◆ Text provided ◆
* * *
Re: [Libguestfs] libldm crashes in a linux-sandbox context

2023-06-19 Thread Laszlo Ersek
On 6/19/23 16:32, Vincent Mailhol wrote:
> On Mon 19 June 2023 at 21:16, Laszlo Ersek  wrote:
>> On 6/19/23 13:18, Vincent MAILHOL wrote:
>>> On Fri. 16 juin 2023 at 16:34, Richard W.M. Jones  wrote:
>>> (...)
> Last thing, the segfault on ldmtool [1] still seems a valid issue.
> Even if I now do have a workaround for my problem, that segfault might
> be worth a bit more investigation.

 Yes that does look like a real problem.  Does it crash if you just run
 ldmtool as a normal command, nothing to do with libguestfs?  Might be
 a good idea to try to get a stack trace of the crash.
>>>
>>> The fact is that it only crashes with the UUID 65534 in the qemu VM. I
>>> am not sure what command line is passed to ldmtool for this crash to
>>> occur.
>>>
>>> I can help to gather information, but my biggest issue is that I do
>>> not know how to interact with the VM under /tmp/.guestfs-1001/
>>>
>>>   [0.777352] ldmtool[164]: segfault at 0 ip 563a225cd6a5 sp 
>>> 7ffe54965a60 error 4 in ldmtool[563a225cb000+3000]
>>>  ^^^
>>> This smells like a NULL pointer dereference.
>>
>> ... Hey this is actually my line from an email I started writing earlier
>> today :) , but I then decided not to send it.
* * *
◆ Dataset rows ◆
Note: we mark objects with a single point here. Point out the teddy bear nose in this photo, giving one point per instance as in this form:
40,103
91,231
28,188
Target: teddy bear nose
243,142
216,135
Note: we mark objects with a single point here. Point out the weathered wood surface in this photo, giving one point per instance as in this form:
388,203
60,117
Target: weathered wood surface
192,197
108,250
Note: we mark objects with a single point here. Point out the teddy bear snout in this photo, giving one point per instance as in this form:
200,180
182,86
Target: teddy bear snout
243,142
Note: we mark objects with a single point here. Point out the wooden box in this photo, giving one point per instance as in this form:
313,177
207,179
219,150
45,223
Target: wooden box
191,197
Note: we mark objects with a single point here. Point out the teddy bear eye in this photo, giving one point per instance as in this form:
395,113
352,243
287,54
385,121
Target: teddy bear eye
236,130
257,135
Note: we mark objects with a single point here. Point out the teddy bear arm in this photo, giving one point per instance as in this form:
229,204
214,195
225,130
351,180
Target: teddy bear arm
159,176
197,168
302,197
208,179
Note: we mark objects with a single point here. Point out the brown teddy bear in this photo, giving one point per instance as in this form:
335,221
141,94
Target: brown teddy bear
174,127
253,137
* * *
◆ Exercise requirements ◆
Pick up the mailing-list thread about the libldm crash after its last line and continue it.

◆ Output below ◆
>>
>> It certainly looks like a null pointer dereference, and if you
>> disassemble the instruction byte stream dump (the "Code:" line from the
>> kernel log) with (e.g.) ndisasm, that confirms it. You get something like
>>
>> 0025  E8DBFDcall 0xfe05
>> 002A  4C8B20mov r12,[rax]  < crash
>> 002D  4889442408mov [rsp+0x8],rax
>> 0032  4C89E7mov rdi,r12
>> 0035  E80BE1call 0xe145
>>
>> with the "mov r12,[rax]" instruction faulting (with the previously
>> called function presumably having returned 0 in rax). See the "<4c> 8b
>> 20" substring in the "Code:" line -- the angle brackets point at the
>> first byte of the crashing instruction.
>>
>> I didn't send the email ultimately because your email included a link
>> [1] pointing at a particular line number:
>>
>> https://github.com/mdbooth/libldm/blob/master/src/ldmtool.c#L164
>>
>> and so I assumed you actually traced the crash to that line.
>>
>> Is that the case?
>>
>> Or did you perhaps mistake *PID* 164 (from the kernel log) for the line
>> number?
> 
> Yes, two messages back, I misinterpreted the PID (164) as a line
> number. Because that particular line manipulate the result of a
> g_array_index(), it looked coherent with the potential NULL pointer
> dereference. Realizing my mistake, I then started to do a deeper
> addr2line investigation in the previous message. Sorry.
> 
>>> The instruction pointer
>>> being 563a225cd6a5, I installed libguestfs-tools-dbgsym and tried a:
>>>
>>>   addr2line -e /usr/bin/ldmtool 564a892506a5
> 
> 
> Reading my previous message, I do not know where this 564a892506a5
> comes from. I meant 563a225cd6a5 here (and below in gdb).
> 
>>> Results:
>>>
>>>   ??:0
>>>
>>> Without conviction, I also tried in GDB:
>>>
>>>   $ gdb /usr/bin/ldmtool
>>>   (...)
>>>   Reading symbols from /usr/bin/ldmtool...
>>>   Reading symbols from
>>> /usr/lib/debug/.build-id/21/37b4a64903ebe427c242be08b8d496ba570583.debug...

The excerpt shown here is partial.